>> Begin INFORMATION PROVIDED

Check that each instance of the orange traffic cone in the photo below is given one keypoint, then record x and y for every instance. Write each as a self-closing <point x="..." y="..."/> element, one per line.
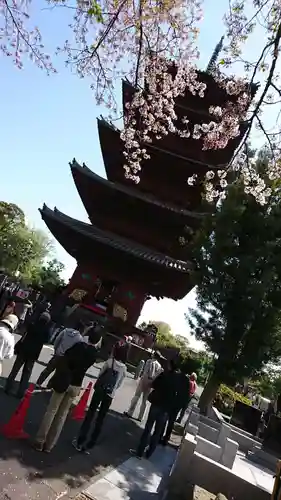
<point x="14" y="428"/>
<point x="79" y="411"/>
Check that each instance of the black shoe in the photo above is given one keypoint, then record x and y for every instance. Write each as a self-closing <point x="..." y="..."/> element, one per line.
<point x="135" y="453"/>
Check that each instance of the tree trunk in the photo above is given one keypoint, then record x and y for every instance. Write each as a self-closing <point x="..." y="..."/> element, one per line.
<point x="209" y="393"/>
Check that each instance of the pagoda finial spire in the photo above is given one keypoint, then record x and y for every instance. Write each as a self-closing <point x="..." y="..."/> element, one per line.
<point x="215" y="55"/>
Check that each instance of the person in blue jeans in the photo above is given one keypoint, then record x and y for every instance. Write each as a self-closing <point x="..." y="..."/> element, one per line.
<point x="162" y="399"/>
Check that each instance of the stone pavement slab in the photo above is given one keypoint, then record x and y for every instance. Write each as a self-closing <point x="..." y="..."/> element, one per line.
<point x="134" y="479"/>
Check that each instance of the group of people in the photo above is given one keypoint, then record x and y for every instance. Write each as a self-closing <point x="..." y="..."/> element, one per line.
<point x="169" y="389"/>
<point x="75" y="351"/>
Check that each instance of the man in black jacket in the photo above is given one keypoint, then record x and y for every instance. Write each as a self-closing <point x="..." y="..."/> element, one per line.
<point x="162" y="398"/>
<point x="180" y="402"/>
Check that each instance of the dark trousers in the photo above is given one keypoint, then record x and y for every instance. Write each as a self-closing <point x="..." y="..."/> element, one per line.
<point x="100" y="401"/>
<point x="183" y="410"/>
<point x="156" y="418"/>
<point x="27" y="367"/>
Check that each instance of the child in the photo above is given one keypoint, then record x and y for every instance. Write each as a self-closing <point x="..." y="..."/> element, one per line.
<point x="110" y="379"/>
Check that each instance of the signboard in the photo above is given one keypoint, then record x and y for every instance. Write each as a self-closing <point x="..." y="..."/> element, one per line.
<point x="77" y="294"/>
<point x="119" y="312"/>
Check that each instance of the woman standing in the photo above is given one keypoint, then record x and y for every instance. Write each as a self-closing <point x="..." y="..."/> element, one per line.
<point x="110" y="379"/>
<point x="28" y="350"/>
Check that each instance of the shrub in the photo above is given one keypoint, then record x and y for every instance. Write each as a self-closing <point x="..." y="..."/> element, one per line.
<point x="226" y="399"/>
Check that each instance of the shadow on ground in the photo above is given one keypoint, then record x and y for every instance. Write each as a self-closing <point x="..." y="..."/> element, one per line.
<point x="19" y="460"/>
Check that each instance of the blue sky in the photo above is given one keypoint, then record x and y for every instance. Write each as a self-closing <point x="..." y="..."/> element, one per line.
<point x="46" y="121"/>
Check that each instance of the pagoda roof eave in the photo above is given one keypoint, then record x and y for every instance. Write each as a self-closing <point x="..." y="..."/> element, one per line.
<point x="119" y="243"/>
<point x="129" y="191"/>
<point x="172" y="154"/>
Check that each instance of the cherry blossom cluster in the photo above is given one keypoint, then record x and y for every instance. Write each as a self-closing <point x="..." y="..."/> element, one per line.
<point x="152" y="43"/>
<point x="151" y="113"/>
<point x="16" y="39"/>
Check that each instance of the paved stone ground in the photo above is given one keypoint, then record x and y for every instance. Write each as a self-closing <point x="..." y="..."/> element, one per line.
<point x="28" y="475"/>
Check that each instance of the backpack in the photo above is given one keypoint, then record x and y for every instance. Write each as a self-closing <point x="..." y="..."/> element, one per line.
<point x="107" y="380"/>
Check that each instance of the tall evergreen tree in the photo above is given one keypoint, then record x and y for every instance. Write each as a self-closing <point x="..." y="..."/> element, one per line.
<point x="238" y="278"/>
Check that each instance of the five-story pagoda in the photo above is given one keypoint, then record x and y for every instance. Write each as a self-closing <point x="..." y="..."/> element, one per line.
<point x="131" y="249"/>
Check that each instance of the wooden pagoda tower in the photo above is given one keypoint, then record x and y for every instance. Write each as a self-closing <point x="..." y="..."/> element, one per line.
<point x="130" y="249"/>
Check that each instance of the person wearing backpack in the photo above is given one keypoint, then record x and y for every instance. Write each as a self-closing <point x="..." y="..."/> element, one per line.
<point x="151" y="369"/>
<point x="66" y="385"/>
<point x="27" y="351"/>
<point x="67" y="338"/>
<point x="110" y="379"/>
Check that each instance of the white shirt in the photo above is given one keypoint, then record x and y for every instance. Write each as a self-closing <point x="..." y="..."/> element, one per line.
<point x="117" y="366"/>
<point x="7" y="343"/>
<point x="152" y="368"/>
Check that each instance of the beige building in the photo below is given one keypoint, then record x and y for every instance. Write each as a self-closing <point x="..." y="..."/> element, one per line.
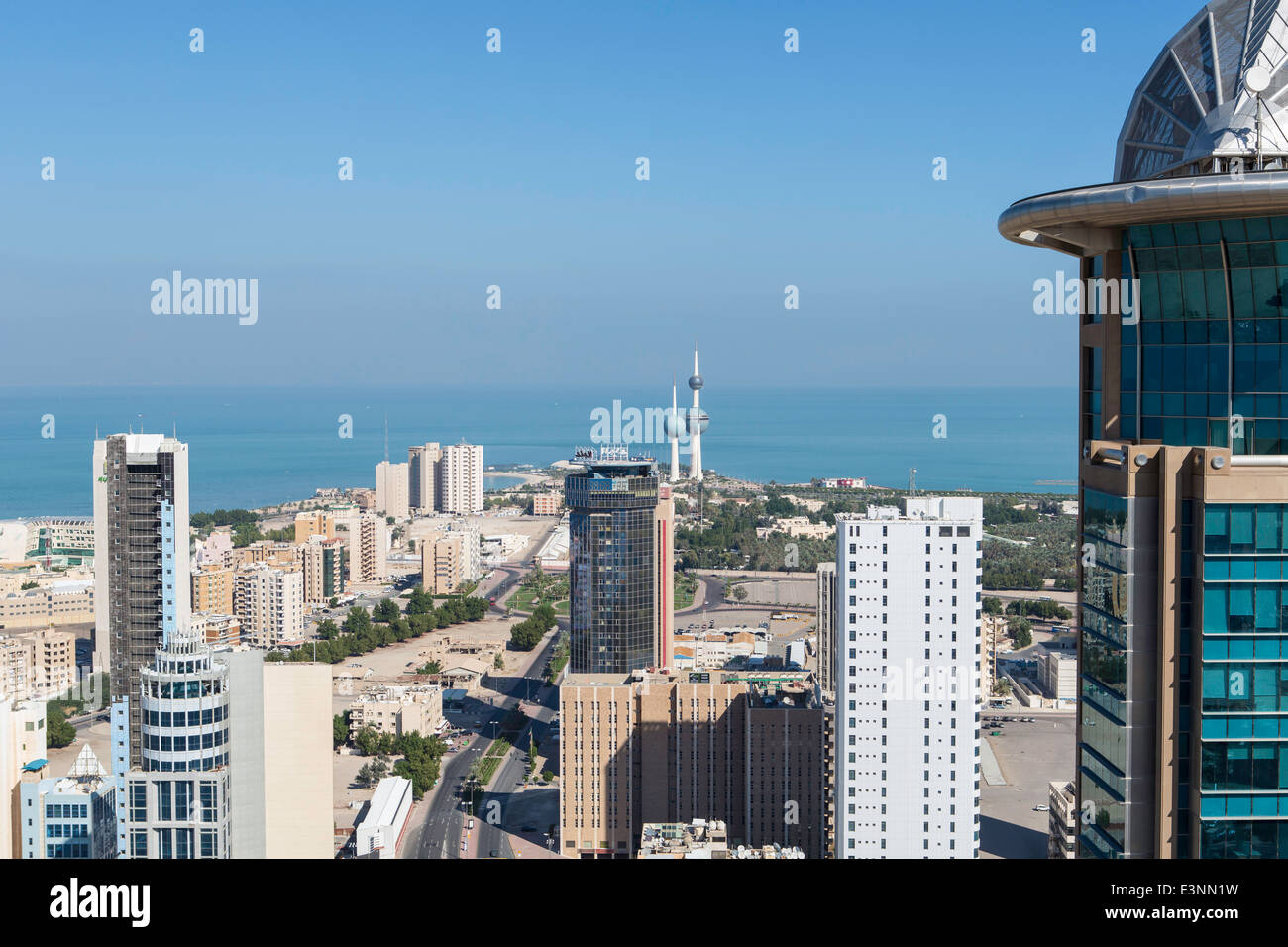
<point x="313" y="523"/>
<point x="398" y="710"/>
<point x="423" y="474"/>
<point x="269" y="604"/>
<point x="369" y="549"/>
<point x="391" y="489"/>
<point x="213" y="589"/>
<point x="546" y="504"/>
<point x="668" y="748"/>
<point x="323" y="569"/>
<point x="460" y="479"/>
<point x="22" y="741"/>
<point x="217" y="629"/>
<point x="59" y="603"/>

>> End INFORMATION PROVIDED

WHAT TO PRODUCE :: Substitute "tan building" for "beige building" in the items from the line containing "Check that each instance of the beige" through the end of the items, both ends included, and change nothing else. Leave the pictures out.

TASK RESPONSE ::
Check that each instance of the tan building in the photo below is given one keypoint, then record x and y for every instance. Write each as a self-closing <point x="..." y="..."/> element, one per line.
<point x="313" y="523"/>
<point x="398" y="710"/>
<point x="423" y="474"/>
<point x="269" y="604"/>
<point x="369" y="549"/>
<point x="391" y="489"/>
<point x="213" y="589"/>
<point x="546" y="504"/>
<point x="668" y="748"/>
<point x="323" y="569"/>
<point x="460" y="479"/>
<point x="22" y="741"/>
<point x="217" y="629"/>
<point x="59" y="603"/>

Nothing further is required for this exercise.